• _Work to do_
According to the AR system passage below, why is the interval between the user devices capturing images of the working area and displaying the AR scene minimized? Answer in one to three sentences.

• _Selected extract_

Based on the depth maps generated from individual cameras 102A-102C, processor 110 generates an integrated depth map representing three-dimensional spatial relationships among the real objects within the working area. Each data point in the integrated depth map indicates a distance between a real object and a reference within the working area.

Server 106 is further connected to a network 116 and configured to communicate with other devices through network 116. Network 116 may be the Internet, an Ethernet, a LAN, a WLAN, a WAN, or other networks known in the art.

Additionally, system 100 includes one or more user devices 118A-118C in communication with server 106 through network 116. User devices 118A-118C are associated with individual users 120A-120C, respectively, and may be moved according to the users' motions. User devices 118A-118C communicate with network 116 through communication channels 122A-122C, which may be wireless communication links. For example, communication channels 122A-122C may include Wi-Fi links, Bluetooth links, cellular connections, or other wireless connections known in the art. Additionally or alternatively, communication channels 122A-122C may include wired connections, such as Ethernet links, LAN connections, etc. Whether wired or wireless connections, communication channels 122A-122C allow user devices 118A-118C to be moved as users 120A-120C desire.

According to the present disclosure, user devices 118A-118C are mobile computing devices, such as laptops, PDAs, smart phones, electronic data glasses, head-mounted display devices, etc., and each have an imaging apparatus, such as a digital camera, disposed therein. The digital cameras allow user devices 118A-118C to capture additional images of the real objects in the working area. Each user device 118A-118C also includes a computer readable medium for storing data and instructions related to the processes described herein and a processor for executing the instructions to process the data. For example, the processor processes the additional images captured by the digital camera and renders images of an AR scene including real and virtual objects.

User devices 118A-118C each include a displaying apparatus for displaying the images of the AR scene. According to the present disclosure, user devices 118A-118C display the images of the AR scene in substantially real time. That is, the time interval between capturing the images of the working area by user devices 118A-118C and displaying the images of the AR scene to users 120A-120C is minimized, so that users 120A-120C do not experience any apparent time delay in the visual feedback.

In addition, each one of user devices 118A-118C is further configured to determine position parameters, including, for example, its location, motion, and orientation corresponding to a point of view of the associated user. In one embodiment, each of user devices 118A-118C has a position sensor such as a GPS sensor or other navigational sensor and determines its position parameters through the position sensors. Alternatively, each of user devices 118A-118C may determine its respective position parameters through, for example, dead reckoning, ultrasonic measurements, or radio waves such as Wi-Fi signals, infrared signals, ultra-wide band (UWB) signals, etc. Additionally or alternatively, each of user devices 118A-118C may determine its orientation through measurements from inertial sensors, such as accelerometers, gyros, or electronic compasses, disposed therein.

• _Record set_
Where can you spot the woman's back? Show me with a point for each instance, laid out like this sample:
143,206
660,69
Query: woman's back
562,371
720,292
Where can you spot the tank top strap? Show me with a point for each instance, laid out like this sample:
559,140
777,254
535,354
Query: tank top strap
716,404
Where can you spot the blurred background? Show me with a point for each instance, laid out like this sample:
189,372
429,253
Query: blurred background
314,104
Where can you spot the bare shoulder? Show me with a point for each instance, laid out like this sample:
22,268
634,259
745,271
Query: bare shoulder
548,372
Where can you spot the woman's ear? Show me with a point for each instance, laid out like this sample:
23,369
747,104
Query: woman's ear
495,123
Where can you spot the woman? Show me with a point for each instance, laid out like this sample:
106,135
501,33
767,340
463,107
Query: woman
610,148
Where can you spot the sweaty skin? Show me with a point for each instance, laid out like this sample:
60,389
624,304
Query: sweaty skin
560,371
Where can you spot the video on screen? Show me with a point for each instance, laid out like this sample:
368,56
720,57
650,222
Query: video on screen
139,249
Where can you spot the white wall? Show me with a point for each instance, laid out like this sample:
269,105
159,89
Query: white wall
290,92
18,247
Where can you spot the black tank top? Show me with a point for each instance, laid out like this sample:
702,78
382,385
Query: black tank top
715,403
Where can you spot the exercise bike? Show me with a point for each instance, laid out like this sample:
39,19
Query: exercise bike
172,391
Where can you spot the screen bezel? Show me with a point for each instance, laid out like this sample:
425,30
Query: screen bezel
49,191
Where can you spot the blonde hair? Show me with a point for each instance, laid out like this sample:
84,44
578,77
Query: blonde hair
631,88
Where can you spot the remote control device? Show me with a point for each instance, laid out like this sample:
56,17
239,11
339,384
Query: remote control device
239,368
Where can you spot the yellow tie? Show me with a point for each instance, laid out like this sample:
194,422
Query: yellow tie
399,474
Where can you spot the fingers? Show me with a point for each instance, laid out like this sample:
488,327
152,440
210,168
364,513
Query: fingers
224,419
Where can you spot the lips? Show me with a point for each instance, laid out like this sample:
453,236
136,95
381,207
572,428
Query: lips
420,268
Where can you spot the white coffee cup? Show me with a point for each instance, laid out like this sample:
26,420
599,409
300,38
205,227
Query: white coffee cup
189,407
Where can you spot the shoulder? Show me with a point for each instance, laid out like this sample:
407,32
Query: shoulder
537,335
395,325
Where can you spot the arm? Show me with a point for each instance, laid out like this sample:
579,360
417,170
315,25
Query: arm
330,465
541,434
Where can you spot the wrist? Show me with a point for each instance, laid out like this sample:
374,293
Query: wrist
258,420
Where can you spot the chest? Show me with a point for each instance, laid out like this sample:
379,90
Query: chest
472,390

• _Output of the exercise_
The interval is minimized so that users 120A-120C do not experience any apparent time delay in the visual feedback. This is what it means for user devices 118A-118C to display the AR scene in substantially real time.